**Study material**
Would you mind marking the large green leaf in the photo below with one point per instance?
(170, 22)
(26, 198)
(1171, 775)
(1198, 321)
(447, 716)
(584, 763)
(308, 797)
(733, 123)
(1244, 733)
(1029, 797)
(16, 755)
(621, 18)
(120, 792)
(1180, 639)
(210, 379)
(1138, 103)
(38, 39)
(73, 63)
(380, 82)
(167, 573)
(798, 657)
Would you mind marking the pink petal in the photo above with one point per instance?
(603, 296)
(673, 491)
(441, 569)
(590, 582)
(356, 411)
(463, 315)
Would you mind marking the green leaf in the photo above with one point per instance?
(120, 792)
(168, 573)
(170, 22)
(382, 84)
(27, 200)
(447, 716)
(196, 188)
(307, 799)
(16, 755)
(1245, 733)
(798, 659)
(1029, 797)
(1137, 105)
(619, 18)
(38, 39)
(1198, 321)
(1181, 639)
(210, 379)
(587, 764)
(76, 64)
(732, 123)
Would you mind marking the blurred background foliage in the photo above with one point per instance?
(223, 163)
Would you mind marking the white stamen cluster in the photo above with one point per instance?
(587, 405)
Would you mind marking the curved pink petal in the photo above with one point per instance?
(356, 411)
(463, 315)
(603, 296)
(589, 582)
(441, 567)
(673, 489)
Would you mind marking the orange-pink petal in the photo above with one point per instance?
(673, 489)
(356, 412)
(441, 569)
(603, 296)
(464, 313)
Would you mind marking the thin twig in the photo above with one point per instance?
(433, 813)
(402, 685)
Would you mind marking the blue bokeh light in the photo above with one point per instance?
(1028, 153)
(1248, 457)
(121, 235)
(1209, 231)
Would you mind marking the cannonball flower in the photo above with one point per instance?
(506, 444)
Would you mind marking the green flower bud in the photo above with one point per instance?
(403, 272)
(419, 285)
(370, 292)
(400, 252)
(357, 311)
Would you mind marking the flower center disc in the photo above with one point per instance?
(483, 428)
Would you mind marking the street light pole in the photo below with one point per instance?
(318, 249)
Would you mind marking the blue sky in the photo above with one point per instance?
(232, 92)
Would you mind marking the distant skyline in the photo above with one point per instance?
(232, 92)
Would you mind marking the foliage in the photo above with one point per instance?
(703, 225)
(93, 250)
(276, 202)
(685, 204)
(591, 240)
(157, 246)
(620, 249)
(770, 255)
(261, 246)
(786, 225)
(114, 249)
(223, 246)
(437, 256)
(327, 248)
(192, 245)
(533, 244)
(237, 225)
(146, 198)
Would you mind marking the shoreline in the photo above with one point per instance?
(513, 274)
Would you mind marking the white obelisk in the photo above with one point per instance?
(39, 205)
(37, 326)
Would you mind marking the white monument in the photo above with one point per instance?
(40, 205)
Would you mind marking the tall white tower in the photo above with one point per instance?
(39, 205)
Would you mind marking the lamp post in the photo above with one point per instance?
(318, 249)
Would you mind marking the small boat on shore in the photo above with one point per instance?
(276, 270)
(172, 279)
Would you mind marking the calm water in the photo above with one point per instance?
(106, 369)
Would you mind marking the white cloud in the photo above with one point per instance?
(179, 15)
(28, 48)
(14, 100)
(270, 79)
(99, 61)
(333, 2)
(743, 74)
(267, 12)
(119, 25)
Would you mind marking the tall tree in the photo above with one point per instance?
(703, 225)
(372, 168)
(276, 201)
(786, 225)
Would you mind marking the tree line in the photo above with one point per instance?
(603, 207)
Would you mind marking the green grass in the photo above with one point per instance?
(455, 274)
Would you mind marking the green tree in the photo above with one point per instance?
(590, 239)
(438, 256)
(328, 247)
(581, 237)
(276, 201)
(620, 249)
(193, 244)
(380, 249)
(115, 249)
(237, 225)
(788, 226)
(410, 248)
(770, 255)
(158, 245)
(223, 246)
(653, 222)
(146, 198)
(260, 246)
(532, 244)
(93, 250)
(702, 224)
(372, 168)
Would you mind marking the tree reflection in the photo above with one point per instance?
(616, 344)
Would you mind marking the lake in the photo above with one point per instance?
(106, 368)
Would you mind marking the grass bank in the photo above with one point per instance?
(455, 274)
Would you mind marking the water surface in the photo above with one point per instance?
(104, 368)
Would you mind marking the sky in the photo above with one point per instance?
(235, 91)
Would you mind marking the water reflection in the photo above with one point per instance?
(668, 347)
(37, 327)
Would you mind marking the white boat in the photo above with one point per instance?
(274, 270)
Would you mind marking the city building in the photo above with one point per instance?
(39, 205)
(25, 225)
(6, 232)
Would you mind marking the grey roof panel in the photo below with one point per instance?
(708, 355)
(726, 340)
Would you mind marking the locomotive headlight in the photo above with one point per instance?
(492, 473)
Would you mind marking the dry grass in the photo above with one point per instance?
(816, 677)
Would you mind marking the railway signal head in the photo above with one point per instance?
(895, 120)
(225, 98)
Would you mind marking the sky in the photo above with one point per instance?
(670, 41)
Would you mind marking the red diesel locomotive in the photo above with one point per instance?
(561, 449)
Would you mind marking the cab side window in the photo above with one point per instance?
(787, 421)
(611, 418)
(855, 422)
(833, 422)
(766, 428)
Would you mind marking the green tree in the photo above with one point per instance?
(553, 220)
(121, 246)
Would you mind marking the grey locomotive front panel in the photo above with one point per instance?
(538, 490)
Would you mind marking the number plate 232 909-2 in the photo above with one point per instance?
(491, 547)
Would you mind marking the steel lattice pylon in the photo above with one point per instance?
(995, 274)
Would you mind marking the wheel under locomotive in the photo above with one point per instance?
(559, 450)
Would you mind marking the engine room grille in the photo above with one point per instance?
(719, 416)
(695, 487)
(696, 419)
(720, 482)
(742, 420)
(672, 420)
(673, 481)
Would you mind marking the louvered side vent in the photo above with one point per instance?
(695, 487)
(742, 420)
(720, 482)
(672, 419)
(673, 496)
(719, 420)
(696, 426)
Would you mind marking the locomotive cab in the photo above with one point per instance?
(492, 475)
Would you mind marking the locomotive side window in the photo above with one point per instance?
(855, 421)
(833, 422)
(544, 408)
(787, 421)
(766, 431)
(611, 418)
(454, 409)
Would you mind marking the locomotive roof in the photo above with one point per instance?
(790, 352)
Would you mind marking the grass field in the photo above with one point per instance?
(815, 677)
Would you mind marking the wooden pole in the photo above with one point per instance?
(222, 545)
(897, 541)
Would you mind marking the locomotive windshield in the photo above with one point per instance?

**Work instruction**
Copy the records above exactly as written.

**Result below**
Would you mind marking the large green leaf in the photo below with one point per instance?
(170, 22)
(26, 198)
(1171, 775)
(1198, 321)
(447, 716)
(584, 763)
(308, 797)
(733, 123)
(1244, 733)
(1029, 797)
(16, 755)
(621, 18)
(120, 792)
(1180, 639)
(210, 379)
(1138, 103)
(38, 39)
(73, 63)
(380, 82)
(167, 573)
(798, 657)
Would you mind marking the pink petal in the photo above with one point per instance?
(603, 296)
(673, 491)
(441, 569)
(590, 582)
(356, 411)
(463, 315)
Would you mind marking the green leaf in the photo above with one point per instance?
(120, 792)
(168, 573)
(170, 22)
(382, 84)
(27, 200)
(447, 716)
(196, 188)
(307, 799)
(16, 755)
(1245, 733)
(798, 659)
(1029, 797)
(1137, 105)
(619, 18)
(38, 39)
(1198, 321)
(1181, 639)
(210, 379)
(587, 764)
(76, 64)
(732, 123)
Would you mind marking the blurred background foliage in the photo above with one point per instance?
(223, 163)
Would you mind marking the white stamen cluster in the photo above with one point per instance?
(587, 405)
Would you mind marking the curved pink petal in the photo above with one point per instance?
(356, 411)
(463, 315)
(603, 296)
(589, 582)
(441, 567)
(673, 489)
Would you mind marking the orange-pink petal in the photo above with one point per instance?
(673, 489)
(356, 412)
(441, 569)
(603, 296)
(464, 313)
Would you mind marking the thin twig in the photo above with one point per instance?
(433, 813)
(402, 685)
Would you mind marking the blue bokeh light in the photo above with one point per instance?
(1028, 153)
(1248, 457)
(121, 235)
(1209, 231)
Would you mind marking the cannonball flower in the photo above with one point per instance?
(506, 444)
Would you mind marking the green flower bud in the photo above with one point per instance?
(403, 272)
(419, 285)
(370, 292)
(400, 252)
(357, 311)
Would you mind marking the flower center disc in the photo above with one point per instance?
(483, 428)
Would you mind marking the street light pole in the photo below with one point per instance?
(318, 249)
Would you mind marking the blue sky in the photo above with one point per instance?
(232, 92)
Would you mind marking the distant skyline in the photo above with one point per instance?
(232, 92)
Would you mind marking the foliage in the photo above with one point per instance?
(703, 225)
(93, 250)
(276, 202)
(685, 204)
(591, 240)
(157, 246)
(620, 249)
(770, 255)
(261, 246)
(786, 225)
(114, 249)
(223, 246)
(437, 256)
(327, 248)
(192, 245)
(533, 244)
(237, 225)
(146, 198)
Would you mind marking the shoreline in the photo above with one point per instance?
(513, 274)
Would you mind marking the white obelisk in the photo above with one point per instance?
(39, 205)
(37, 326)
Would you mind marking the white monument in the photo above with one point per instance?
(40, 205)
Would you mind marking the tall white tower in the photo above with one point per instance?
(39, 205)
Would you mind marking the lamp post in the photo above with one point per instance?
(318, 249)
Would you mind marking the small boat on shore in the photo above with one point per instance?
(276, 270)
(172, 279)
Would you mind marking the calm water in the photo above with one point per instance?
(106, 369)
Would you mind marking the white cloud in the photo above with one point per instance?
(179, 15)
(28, 48)
(14, 100)
(270, 79)
(99, 61)
(333, 2)
(743, 74)
(267, 12)
(119, 25)
Would you mind marking the tall tree in the photo above with one point per instance?
(703, 225)
(372, 168)
(276, 201)
(786, 225)
Would you mind marking the tree line in the photo above with one point per instance?
(603, 207)
Would you mind marking the green grass in the photo above with one point per instance?
(455, 274)
Would you mind marking the green tree in the photo above with one point per instance?
(590, 239)
(438, 256)
(328, 247)
(581, 237)
(276, 201)
(620, 249)
(193, 244)
(380, 249)
(115, 249)
(237, 225)
(788, 226)
(410, 248)
(770, 255)
(158, 245)
(223, 246)
(653, 222)
(146, 198)
(260, 246)
(532, 244)
(93, 250)
(702, 224)
(372, 168)
Would you mind marking the tree reflection in the photo above with one point per instance?
(616, 344)
Would you mind marking the lake in the photo above with one point per instance?
(106, 368)
Would you mind marking the grass bank in the photo above with one point per instance?
(455, 274)
Would you mind marking the water surface in the photo above with one point per instance?
(104, 368)
Would you mind marking the sky in the photo above with one point per instance?
(235, 91)
Would you mind marking the water reflection in the photo above with one point per instance?
(668, 347)
(37, 327)
Would you mind marking the white boat in the photo above with one point per instance?
(274, 270)
Would you mind marking the city building in the photo above with one point per instance?
(39, 205)
(25, 225)
(6, 232)
Would you mind marking the grey roof panel in the photo below with one point per instance?
(708, 355)
(726, 340)
Would you mind marking the locomotive headlight in the photo above with one point per instance?
(492, 473)
Would you mind marking the dry grass in the photo above with one point per instance?
(816, 677)
Would you mind marking the railway signal head in the photo above with one point per instance?
(895, 120)
(225, 98)
Would you mind marking the sky in the photo above with one point per instance?
(670, 41)
Would you mind marking the red diesel locomotive in the photo above with one point per instance?
(561, 449)
Would you mind marking the cab side window in the photo above with one point per instance?
(787, 421)
(611, 418)
(855, 422)
(833, 422)
(766, 428)
Would you mind marking the green tree in the photo above with one point per instance?
(553, 220)
(121, 246)
Would you mind marking the grey locomotive front panel in the photo above with one point per instance?
(538, 490)
Would you mind marking the number plate 232 909-2 in the photo above with one point per instance?
(491, 547)
Would you mind marking the steel lattice pylon in the photo above with one point per instance?
(995, 274)
Would you mind marking the wheel under locomotive in the photo above with one point per instance?
(559, 450)
Would you mind marking the engine room grille in the photo above with one point per instance?
(719, 416)
(695, 487)
(696, 419)
(720, 482)
(742, 420)
(672, 420)
(673, 481)
Would you mind marking the louvered side vent in the photo above with one point per instance?
(695, 487)
(742, 420)
(720, 482)
(672, 419)
(673, 496)
(719, 420)
(696, 426)
Would you mind marking the locomotive cab in the photo above with one point per instance?
(492, 475)
Would you mind marking the locomotive side window in the photo above with one point per instance?
(855, 421)
(833, 422)
(544, 408)
(787, 421)
(766, 431)
(611, 418)
(454, 409)
Would you mind marking the locomotive roof in the photo above with one point per instance?
(790, 352)
Would you mind marking the grass field in the photo above with one point per instance?
(815, 677)
Would you mind marking the wooden pole in the photo above with one point per instance?
(222, 545)
(897, 541)
Would you mind marking the locomotive windshield in the photo above with one point per instance?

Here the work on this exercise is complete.